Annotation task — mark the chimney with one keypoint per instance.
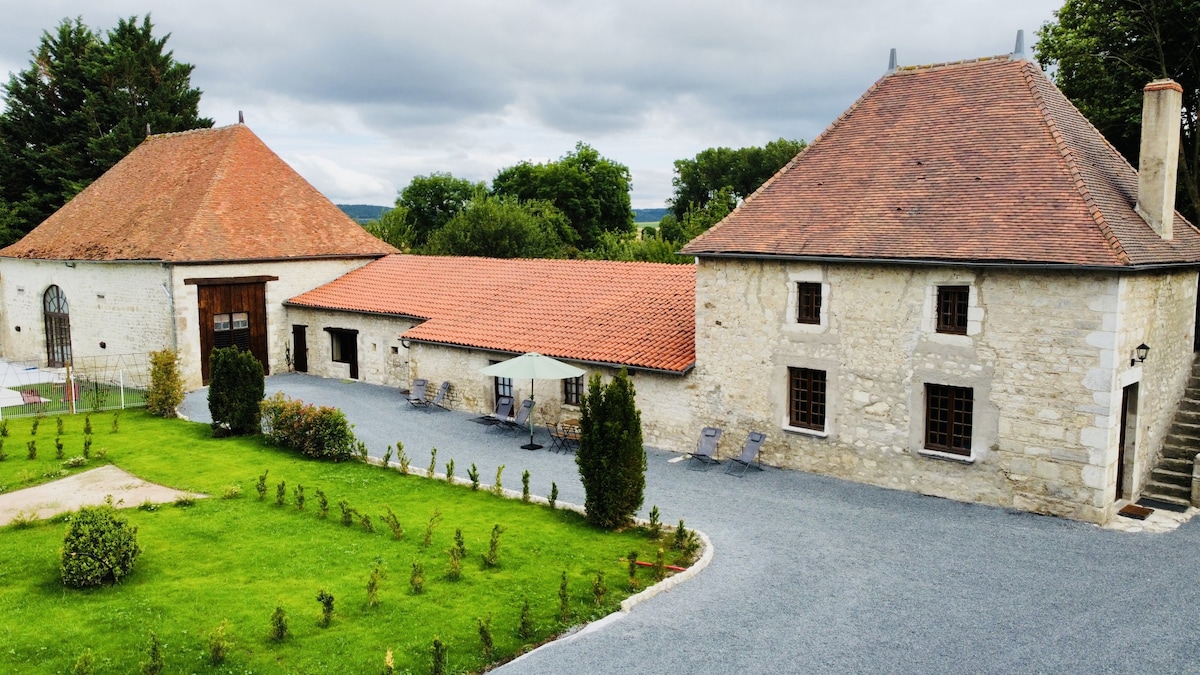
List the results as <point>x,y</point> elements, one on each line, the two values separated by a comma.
<point>1158,161</point>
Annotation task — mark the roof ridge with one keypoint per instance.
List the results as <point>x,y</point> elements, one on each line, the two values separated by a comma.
<point>1069,157</point>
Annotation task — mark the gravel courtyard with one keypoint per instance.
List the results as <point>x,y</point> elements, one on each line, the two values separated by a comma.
<point>814,574</point>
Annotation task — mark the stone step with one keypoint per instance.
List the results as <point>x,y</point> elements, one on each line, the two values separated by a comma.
<point>1161,490</point>
<point>1168,477</point>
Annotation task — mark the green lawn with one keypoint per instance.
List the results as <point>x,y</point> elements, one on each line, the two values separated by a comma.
<point>238,559</point>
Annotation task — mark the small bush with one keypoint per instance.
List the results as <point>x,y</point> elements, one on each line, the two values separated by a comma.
<point>321,432</point>
<point>279,625</point>
<point>235,392</point>
<point>219,644</point>
<point>166,390</point>
<point>100,548</point>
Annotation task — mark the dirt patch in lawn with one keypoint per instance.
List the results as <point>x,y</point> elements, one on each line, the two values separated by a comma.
<point>84,489</point>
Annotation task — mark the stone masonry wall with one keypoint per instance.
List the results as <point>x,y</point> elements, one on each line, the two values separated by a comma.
<point>1038,356</point>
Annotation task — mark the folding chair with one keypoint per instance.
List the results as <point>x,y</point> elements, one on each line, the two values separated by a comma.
<point>417,396</point>
<point>749,452</point>
<point>707,448</point>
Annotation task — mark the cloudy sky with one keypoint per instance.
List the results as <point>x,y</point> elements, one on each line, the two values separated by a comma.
<point>361,96</point>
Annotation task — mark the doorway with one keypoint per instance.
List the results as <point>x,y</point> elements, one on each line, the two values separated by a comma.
<point>1127,446</point>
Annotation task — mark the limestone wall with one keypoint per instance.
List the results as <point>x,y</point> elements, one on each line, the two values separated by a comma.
<point>1038,354</point>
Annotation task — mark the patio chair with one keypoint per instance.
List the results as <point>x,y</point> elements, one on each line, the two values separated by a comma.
<point>522,418</point>
<point>441,399</point>
<point>749,452</point>
<point>503,411</point>
<point>417,396</point>
<point>705,453</point>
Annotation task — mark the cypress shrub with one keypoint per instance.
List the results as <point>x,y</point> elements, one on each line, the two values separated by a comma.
<point>611,457</point>
<point>235,392</point>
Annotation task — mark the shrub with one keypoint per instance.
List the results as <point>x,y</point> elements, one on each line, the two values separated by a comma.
<point>611,457</point>
<point>166,390</point>
<point>279,625</point>
<point>235,392</point>
<point>99,548</point>
<point>321,432</point>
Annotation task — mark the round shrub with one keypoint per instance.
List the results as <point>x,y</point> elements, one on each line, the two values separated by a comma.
<point>100,548</point>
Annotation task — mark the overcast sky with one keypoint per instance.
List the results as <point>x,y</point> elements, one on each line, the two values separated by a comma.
<point>361,96</point>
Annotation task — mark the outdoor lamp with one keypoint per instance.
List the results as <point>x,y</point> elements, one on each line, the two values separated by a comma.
<point>1141,352</point>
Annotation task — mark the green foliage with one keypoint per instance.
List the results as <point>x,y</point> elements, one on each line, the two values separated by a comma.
<point>81,106</point>
<point>742,171</point>
<point>611,457</point>
<point>315,431</point>
<point>166,390</point>
<point>592,191</point>
<point>235,392</point>
<point>502,227</point>
<point>279,631</point>
<point>99,548</point>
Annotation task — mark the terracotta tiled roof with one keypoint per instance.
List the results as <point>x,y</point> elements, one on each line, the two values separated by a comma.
<point>979,161</point>
<point>205,195</point>
<point>634,314</point>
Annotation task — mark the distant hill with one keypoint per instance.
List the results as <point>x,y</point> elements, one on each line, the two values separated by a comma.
<point>649,215</point>
<point>363,213</point>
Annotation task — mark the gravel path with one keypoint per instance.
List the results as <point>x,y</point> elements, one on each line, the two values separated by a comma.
<point>814,574</point>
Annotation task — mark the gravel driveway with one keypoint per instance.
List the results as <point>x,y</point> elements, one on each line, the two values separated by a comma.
<point>813,574</point>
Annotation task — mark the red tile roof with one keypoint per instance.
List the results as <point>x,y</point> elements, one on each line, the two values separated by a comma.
<point>979,161</point>
<point>197,196</point>
<point>635,314</point>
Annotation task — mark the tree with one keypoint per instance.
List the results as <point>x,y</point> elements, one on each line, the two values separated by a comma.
<point>83,103</point>
<point>591,190</point>
<point>611,457</point>
<point>235,392</point>
<point>432,201</point>
<point>742,171</point>
<point>1107,51</point>
<point>502,227</point>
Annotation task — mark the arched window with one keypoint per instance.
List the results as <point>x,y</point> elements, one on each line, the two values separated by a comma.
<point>58,327</point>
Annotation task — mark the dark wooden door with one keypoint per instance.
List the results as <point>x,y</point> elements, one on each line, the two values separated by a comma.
<point>300,347</point>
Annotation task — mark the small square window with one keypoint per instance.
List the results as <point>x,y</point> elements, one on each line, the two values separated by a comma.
<point>808,305</point>
<point>948,418</point>
<point>952,309</point>
<point>807,398</point>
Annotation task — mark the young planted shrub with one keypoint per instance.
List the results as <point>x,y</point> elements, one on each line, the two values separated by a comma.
<point>235,392</point>
<point>166,390</point>
<point>279,625</point>
<point>316,431</point>
<point>99,548</point>
<point>327,608</point>
<point>611,457</point>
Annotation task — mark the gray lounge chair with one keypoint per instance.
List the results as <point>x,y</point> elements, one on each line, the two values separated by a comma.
<point>503,411</point>
<point>705,453</point>
<point>417,396</point>
<point>749,452</point>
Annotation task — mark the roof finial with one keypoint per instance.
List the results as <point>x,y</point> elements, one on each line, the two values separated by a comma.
<point>1019,49</point>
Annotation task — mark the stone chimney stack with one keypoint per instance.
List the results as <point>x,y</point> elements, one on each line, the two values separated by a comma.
<point>1158,161</point>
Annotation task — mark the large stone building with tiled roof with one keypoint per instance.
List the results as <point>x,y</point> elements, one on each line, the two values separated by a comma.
<point>193,240</point>
<point>946,293</point>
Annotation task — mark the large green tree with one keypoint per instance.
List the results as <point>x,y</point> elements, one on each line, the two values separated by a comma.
<point>742,171</point>
<point>432,201</point>
<point>1105,51</point>
<point>591,190</point>
<point>83,103</point>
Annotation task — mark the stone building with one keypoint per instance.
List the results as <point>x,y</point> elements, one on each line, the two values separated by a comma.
<point>946,293</point>
<point>443,318</point>
<point>192,240</point>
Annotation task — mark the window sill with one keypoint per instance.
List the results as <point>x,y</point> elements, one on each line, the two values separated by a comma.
<point>805,431</point>
<point>951,457</point>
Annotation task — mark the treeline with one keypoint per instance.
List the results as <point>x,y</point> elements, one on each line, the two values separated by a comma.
<point>576,207</point>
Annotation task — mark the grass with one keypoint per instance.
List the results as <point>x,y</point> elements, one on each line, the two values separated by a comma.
<point>237,560</point>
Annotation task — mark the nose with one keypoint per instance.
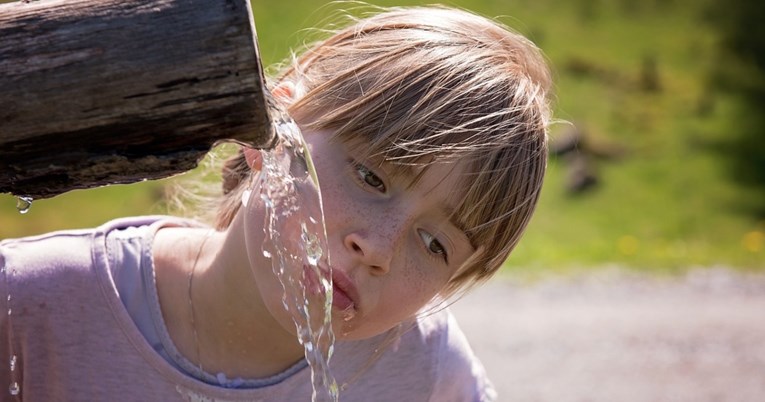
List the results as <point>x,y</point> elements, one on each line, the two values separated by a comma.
<point>374,250</point>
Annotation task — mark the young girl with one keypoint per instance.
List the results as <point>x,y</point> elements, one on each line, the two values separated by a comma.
<point>427,127</point>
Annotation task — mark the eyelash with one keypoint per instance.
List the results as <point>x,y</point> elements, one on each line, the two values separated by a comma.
<point>442,254</point>
<point>363,173</point>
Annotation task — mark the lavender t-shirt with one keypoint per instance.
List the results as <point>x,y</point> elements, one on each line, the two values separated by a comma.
<point>74,338</point>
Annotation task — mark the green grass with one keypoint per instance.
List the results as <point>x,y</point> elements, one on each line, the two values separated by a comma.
<point>666,205</point>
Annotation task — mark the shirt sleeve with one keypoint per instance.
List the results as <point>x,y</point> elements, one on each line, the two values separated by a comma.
<point>460,375</point>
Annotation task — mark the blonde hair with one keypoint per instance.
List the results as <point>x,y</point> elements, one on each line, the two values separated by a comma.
<point>422,85</point>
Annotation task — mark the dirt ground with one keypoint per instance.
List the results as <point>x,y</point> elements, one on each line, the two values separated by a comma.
<point>622,337</point>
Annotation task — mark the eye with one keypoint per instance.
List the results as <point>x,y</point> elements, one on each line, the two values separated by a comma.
<point>433,245</point>
<point>368,178</point>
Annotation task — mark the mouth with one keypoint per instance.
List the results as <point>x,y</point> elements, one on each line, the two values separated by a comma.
<point>344,293</point>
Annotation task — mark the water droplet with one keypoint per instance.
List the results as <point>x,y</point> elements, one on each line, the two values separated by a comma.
<point>313,251</point>
<point>23,204</point>
<point>14,389</point>
<point>246,197</point>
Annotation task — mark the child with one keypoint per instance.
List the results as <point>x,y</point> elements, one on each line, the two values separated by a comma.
<point>427,127</point>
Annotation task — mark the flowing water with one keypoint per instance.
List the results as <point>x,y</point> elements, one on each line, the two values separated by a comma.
<point>288,187</point>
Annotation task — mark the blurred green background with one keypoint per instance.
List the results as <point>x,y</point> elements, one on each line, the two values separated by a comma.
<point>667,100</point>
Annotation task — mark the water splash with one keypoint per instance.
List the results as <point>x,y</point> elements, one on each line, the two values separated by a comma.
<point>288,188</point>
<point>14,388</point>
<point>23,204</point>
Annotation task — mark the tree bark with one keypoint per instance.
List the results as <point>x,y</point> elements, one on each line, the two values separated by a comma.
<point>96,92</point>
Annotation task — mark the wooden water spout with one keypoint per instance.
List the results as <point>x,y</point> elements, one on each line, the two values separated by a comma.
<point>96,92</point>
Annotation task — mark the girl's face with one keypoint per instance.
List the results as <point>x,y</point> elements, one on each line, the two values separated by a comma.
<point>392,245</point>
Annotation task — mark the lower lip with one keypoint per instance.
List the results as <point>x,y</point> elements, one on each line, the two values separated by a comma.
<point>340,300</point>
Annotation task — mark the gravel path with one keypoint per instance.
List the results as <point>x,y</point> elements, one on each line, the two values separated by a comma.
<point>622,337</point>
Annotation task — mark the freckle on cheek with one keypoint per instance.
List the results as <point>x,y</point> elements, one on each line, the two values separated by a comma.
<point>416,279</point>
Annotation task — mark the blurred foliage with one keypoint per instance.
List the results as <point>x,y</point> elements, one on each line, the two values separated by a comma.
<point>634,77</point>
<point>742,47</point>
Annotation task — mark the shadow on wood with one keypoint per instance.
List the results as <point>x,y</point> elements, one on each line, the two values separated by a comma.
<point>96,92</point>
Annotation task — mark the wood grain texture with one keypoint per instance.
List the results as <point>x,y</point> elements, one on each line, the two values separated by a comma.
<point>95,92</point>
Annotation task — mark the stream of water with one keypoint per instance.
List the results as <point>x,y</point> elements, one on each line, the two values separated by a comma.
<point>289,188</point>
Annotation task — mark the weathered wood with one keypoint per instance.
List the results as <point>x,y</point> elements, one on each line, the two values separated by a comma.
<point>95,92</point>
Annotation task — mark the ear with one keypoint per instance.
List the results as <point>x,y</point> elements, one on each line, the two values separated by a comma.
<point>285,92</point>
<point>253,158</point>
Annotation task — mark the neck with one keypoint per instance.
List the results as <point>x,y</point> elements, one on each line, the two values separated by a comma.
<point>224,326</point>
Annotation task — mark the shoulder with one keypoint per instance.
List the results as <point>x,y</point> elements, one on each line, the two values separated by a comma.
<point>430,361</point>
<point>459,376</point>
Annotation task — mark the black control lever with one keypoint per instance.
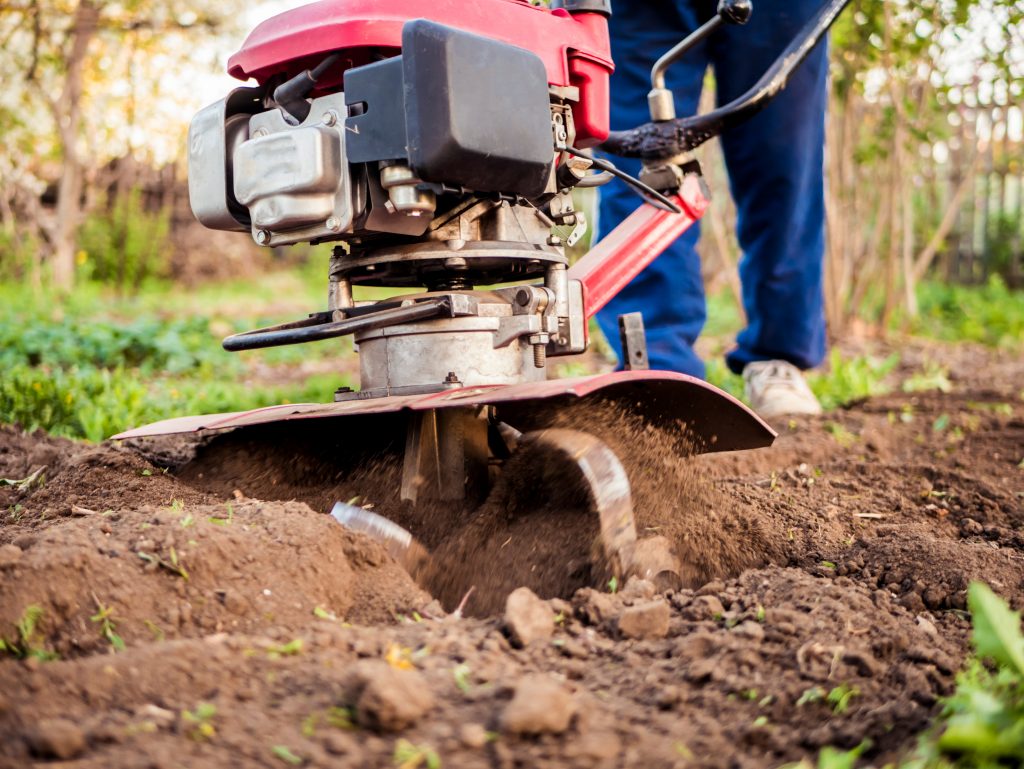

****

• **Exercise brief**
Output every line from the start of the rows through the line containing "<point>238,559</point>", inclusive, as a JSON list of strings with one string per line and blank lines omitted. Leave the pictures out of the list.

• **Task answer**
[
  "Annotation task — mark the chimney with one keypoint per instance.",
  "List the results as <point>x,y</point> elements, one on each line, the two values separated by a comma.",
  "<point>1158,161</point>",
  "Annotation task — mark the roof ridge with one keypoint per instance.",
  "List the results as <point>x,y</point> elements, one on each line, the two values separated by a comma.",
  "<point>1069,157</point>",
  "Annotation task — mark the gravel courtyard with one keypoint per instance.",
  "List the results as <point>x,y</point> elements, one on each line, the two values separated by a comma.",
  "<point>814,574</point>",
  "Annotation task — mark the stone step with one keypoint per instance.",
  "List the results as <point>x,y</point> elements, one on each line, the two values separated by a comma.",
  "<point>1161,490</point>",
  "<point>1168,477</point>",
  "Annotation task — mark the green lawn with one keypoint per instance.",
  "List the results as <point>x,y</point> elements, one on each line, the two values separated by a comma.",
  "<point>238,559</point>"
]